(Labeled area outline entries)
+++
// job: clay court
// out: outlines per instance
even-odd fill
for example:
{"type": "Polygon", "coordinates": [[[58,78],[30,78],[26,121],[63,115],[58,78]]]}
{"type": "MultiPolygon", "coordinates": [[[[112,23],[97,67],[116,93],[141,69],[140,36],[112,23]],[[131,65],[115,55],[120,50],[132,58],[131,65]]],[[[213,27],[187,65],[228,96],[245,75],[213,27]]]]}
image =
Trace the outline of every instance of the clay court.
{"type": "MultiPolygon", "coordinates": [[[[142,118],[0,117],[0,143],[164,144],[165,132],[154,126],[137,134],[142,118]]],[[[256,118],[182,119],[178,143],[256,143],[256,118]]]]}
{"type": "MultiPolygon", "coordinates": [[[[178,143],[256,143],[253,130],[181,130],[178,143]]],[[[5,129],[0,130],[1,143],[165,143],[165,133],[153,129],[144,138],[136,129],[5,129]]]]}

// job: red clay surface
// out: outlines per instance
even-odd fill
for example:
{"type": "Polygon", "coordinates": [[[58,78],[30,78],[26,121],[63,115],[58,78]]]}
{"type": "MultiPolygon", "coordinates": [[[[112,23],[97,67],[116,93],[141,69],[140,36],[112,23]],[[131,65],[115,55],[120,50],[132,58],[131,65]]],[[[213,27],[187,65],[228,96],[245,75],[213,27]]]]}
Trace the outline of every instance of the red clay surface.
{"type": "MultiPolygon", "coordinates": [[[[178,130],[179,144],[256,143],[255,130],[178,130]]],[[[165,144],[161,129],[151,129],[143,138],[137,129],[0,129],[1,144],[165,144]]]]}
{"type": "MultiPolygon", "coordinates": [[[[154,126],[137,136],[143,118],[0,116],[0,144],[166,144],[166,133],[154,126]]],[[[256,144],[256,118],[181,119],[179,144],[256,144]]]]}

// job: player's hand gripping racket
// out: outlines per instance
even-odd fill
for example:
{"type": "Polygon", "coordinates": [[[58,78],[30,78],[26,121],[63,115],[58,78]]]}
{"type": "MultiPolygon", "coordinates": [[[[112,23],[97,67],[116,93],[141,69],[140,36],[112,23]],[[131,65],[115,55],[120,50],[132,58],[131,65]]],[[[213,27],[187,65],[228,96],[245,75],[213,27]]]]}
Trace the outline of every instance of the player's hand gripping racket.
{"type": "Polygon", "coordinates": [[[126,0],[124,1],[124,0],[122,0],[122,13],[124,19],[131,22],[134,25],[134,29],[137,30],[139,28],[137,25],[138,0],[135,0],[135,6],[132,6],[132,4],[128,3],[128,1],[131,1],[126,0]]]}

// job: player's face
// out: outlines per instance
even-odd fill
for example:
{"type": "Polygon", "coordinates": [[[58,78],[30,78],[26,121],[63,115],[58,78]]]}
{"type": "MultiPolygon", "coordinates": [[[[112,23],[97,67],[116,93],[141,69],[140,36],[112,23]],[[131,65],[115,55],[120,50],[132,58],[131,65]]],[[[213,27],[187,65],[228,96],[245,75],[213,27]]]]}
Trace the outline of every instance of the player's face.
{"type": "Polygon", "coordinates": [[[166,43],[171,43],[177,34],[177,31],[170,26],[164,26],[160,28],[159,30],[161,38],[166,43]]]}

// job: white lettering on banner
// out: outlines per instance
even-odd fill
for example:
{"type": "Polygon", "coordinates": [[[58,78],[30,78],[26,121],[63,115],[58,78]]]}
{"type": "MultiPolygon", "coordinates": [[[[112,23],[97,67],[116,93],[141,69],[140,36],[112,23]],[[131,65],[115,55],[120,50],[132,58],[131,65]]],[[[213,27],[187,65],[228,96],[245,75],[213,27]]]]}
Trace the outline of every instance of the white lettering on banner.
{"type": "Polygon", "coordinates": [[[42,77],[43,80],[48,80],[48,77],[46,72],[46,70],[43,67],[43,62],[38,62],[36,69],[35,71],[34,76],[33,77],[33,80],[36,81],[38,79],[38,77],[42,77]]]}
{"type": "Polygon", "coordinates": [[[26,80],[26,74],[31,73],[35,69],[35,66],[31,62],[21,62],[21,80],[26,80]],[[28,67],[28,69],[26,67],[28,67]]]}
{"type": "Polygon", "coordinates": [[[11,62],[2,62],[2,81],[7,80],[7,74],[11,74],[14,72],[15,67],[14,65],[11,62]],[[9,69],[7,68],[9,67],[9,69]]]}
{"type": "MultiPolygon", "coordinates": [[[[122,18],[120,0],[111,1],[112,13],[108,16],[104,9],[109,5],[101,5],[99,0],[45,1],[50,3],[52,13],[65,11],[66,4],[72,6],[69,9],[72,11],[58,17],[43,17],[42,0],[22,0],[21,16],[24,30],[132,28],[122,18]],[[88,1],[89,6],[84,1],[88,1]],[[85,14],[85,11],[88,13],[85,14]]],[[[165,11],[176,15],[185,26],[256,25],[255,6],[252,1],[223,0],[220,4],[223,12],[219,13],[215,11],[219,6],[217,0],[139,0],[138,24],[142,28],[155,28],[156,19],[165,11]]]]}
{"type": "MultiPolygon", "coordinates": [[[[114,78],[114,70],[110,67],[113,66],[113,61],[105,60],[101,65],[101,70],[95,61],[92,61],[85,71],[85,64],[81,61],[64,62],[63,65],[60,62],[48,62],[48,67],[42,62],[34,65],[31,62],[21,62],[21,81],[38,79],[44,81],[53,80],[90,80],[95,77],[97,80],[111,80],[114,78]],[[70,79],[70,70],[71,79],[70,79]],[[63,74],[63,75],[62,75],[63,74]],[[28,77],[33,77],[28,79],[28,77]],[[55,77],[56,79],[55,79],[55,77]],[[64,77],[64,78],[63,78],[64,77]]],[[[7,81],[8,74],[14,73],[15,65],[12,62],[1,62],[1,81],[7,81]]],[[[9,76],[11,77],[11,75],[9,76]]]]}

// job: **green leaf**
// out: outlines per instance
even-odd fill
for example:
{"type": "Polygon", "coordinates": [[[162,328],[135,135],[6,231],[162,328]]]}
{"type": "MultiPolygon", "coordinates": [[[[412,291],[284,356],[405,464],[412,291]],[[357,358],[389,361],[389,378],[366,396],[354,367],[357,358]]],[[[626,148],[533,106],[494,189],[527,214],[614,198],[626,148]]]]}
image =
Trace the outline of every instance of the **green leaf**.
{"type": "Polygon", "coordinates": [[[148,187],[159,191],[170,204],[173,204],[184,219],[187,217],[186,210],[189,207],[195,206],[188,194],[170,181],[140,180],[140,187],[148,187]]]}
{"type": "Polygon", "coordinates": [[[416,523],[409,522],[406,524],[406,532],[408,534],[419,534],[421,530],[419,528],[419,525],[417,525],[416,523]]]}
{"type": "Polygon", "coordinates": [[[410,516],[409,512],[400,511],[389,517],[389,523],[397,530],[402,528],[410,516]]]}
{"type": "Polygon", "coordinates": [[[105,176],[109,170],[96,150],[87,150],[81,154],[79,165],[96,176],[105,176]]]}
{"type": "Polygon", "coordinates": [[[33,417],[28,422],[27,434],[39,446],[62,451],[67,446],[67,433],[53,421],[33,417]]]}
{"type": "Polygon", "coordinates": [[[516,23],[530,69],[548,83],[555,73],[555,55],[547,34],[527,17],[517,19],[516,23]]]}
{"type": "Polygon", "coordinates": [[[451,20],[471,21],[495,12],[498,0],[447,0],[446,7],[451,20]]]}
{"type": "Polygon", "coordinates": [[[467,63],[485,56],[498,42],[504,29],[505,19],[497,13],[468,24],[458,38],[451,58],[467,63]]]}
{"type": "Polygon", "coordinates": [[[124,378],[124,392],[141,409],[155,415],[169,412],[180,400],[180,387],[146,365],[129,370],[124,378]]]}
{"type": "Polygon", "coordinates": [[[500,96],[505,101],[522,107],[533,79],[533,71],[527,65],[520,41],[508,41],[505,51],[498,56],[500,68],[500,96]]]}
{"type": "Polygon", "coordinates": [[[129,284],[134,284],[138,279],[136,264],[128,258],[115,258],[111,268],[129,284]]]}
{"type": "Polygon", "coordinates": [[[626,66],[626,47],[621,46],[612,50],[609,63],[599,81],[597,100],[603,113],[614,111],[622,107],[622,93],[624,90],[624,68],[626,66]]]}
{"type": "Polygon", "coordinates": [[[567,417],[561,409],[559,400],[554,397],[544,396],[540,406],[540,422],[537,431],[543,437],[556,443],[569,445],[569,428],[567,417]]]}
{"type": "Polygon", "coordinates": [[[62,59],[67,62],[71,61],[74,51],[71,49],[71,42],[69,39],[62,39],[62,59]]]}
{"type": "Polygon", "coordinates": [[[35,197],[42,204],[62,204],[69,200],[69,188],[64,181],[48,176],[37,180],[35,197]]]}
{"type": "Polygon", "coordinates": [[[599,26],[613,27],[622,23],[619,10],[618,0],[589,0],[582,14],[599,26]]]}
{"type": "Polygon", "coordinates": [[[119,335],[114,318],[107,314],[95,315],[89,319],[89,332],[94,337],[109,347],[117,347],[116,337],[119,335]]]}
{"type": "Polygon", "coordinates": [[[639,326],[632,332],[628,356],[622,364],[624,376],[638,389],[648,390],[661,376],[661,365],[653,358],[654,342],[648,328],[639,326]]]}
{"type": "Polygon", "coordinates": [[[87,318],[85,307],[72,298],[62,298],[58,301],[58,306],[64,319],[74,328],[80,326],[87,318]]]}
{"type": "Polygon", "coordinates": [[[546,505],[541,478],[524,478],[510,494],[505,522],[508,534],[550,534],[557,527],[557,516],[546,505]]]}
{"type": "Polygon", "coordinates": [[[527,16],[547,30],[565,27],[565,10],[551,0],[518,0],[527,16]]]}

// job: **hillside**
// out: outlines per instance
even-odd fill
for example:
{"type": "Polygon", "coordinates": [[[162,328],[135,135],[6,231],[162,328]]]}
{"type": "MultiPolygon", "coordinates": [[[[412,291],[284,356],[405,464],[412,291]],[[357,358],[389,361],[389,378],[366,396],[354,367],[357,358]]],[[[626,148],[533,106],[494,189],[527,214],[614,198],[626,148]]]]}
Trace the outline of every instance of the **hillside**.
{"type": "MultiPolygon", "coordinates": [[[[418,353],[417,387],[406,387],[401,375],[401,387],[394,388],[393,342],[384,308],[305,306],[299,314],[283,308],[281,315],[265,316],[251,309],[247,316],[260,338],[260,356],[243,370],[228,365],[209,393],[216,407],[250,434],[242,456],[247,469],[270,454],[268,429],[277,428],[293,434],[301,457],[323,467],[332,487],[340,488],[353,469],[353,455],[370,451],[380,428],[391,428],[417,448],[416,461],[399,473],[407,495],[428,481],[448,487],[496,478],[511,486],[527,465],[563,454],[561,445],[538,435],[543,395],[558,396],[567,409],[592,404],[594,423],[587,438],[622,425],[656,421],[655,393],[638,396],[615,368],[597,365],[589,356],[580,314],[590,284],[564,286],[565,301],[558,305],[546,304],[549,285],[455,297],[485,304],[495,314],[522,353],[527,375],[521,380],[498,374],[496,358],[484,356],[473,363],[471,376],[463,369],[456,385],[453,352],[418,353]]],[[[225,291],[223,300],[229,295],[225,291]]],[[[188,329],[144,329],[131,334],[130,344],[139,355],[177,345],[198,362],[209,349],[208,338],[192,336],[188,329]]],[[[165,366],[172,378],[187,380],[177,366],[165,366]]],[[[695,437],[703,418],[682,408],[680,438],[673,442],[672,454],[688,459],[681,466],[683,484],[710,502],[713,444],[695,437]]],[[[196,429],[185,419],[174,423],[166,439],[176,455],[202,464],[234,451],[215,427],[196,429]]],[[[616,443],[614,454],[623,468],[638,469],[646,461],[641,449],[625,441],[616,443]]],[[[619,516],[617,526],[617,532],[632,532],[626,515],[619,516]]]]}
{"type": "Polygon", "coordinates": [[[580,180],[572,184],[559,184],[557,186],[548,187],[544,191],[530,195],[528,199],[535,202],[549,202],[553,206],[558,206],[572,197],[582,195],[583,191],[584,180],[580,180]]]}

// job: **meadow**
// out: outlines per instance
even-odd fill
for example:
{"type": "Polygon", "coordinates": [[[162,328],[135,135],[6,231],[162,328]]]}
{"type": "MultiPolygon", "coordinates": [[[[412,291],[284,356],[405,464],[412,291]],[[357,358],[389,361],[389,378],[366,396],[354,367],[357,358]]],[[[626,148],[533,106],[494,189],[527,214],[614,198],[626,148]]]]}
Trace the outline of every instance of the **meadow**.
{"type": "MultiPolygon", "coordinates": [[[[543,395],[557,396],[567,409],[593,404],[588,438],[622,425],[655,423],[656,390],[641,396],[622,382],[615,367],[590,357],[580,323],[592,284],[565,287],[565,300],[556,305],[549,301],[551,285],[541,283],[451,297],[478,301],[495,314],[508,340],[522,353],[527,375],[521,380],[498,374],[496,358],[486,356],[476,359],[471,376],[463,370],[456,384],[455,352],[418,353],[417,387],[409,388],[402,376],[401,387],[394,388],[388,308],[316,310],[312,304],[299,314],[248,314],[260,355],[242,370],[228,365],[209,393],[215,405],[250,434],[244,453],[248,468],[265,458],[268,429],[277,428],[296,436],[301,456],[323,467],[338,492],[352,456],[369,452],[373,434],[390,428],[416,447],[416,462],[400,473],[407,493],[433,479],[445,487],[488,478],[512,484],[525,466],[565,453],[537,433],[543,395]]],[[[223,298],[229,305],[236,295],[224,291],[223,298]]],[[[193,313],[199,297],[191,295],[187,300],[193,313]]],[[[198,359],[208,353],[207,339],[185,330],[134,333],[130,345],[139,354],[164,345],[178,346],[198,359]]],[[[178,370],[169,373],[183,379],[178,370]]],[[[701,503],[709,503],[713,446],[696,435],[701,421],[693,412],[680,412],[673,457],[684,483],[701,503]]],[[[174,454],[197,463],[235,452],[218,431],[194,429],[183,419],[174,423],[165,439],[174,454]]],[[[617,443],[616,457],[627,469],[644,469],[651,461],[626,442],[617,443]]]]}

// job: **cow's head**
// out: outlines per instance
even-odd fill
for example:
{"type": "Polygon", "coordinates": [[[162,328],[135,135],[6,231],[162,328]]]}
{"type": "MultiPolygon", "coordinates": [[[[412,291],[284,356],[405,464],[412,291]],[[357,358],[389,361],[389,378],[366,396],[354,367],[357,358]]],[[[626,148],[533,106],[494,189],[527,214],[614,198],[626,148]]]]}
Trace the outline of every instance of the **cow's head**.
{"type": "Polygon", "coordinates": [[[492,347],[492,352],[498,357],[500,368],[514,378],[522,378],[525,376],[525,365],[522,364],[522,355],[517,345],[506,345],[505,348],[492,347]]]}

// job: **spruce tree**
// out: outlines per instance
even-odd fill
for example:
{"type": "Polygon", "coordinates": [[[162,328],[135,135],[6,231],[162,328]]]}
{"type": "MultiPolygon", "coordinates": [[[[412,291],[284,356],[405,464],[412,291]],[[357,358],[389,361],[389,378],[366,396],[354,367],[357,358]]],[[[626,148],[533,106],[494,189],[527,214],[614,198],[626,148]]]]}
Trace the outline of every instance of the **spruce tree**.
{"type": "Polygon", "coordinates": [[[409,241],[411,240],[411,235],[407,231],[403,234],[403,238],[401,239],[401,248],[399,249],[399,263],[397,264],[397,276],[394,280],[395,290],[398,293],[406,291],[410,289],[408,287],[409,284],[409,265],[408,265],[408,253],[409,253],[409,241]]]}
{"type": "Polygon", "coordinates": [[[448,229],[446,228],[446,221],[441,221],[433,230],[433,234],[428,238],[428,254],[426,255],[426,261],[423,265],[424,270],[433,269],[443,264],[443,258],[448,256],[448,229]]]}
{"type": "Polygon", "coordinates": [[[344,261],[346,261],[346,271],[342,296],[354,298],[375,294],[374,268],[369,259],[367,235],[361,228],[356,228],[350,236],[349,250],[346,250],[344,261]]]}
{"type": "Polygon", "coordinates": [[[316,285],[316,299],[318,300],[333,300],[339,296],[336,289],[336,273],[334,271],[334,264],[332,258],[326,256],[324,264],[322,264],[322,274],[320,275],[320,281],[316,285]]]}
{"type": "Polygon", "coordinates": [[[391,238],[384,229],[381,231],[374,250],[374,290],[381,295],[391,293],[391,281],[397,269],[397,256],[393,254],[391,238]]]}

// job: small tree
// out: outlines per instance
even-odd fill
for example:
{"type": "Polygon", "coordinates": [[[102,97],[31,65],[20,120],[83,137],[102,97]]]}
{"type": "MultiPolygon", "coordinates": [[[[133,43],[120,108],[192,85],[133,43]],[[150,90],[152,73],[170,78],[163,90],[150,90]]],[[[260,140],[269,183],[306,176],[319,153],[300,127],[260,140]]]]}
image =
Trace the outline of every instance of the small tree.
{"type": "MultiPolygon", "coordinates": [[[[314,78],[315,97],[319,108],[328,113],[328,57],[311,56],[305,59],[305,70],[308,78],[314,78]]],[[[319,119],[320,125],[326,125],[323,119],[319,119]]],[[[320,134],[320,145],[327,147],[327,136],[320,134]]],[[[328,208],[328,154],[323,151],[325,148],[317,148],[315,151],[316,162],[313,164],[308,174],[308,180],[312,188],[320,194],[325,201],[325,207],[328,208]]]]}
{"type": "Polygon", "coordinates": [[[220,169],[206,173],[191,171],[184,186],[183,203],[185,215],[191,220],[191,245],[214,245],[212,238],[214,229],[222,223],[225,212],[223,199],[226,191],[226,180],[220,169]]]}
+++
▶ Exercise objective: Count the lines of the entries that contain the word "green", treating case as significant, and give only the number.

▶ Solution for this exercise: 2